== RECORDS FOR THE EXERCISE ==

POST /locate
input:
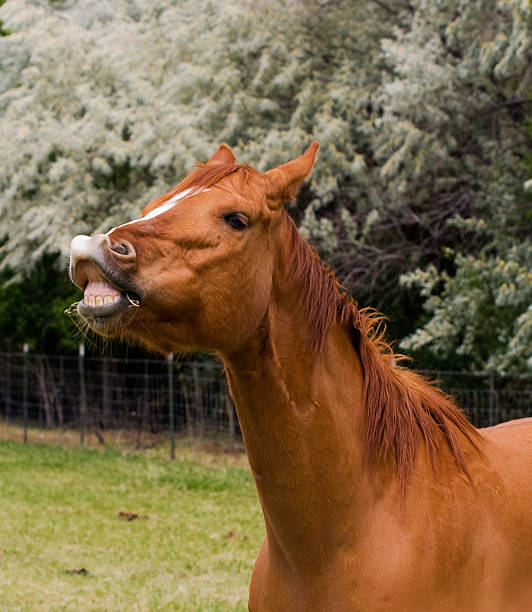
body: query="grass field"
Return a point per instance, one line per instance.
(64, 545)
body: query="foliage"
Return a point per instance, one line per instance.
(469, 137)
(32, 309)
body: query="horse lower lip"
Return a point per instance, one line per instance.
(90, 310)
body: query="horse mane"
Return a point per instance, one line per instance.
(399, 404)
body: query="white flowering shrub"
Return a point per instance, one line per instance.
(419, 107)
(107, 104)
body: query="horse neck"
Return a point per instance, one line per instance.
(301, 419)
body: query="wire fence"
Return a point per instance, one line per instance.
(146, 397)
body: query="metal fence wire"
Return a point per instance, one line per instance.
(188, 399)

===

● EXERCISE REQUIREMENTS:
For every line above that includes the string "query", copy the line.

● RESULT OF THE EXERCISE:
body: query="grass field"
body: query="foliage"
body: query="horse lower lip"
body: query="horse mane"
body: query="white flowering shrub"
body: query="horse neck"
body: query="wire fence"
body: query="metal fence wire"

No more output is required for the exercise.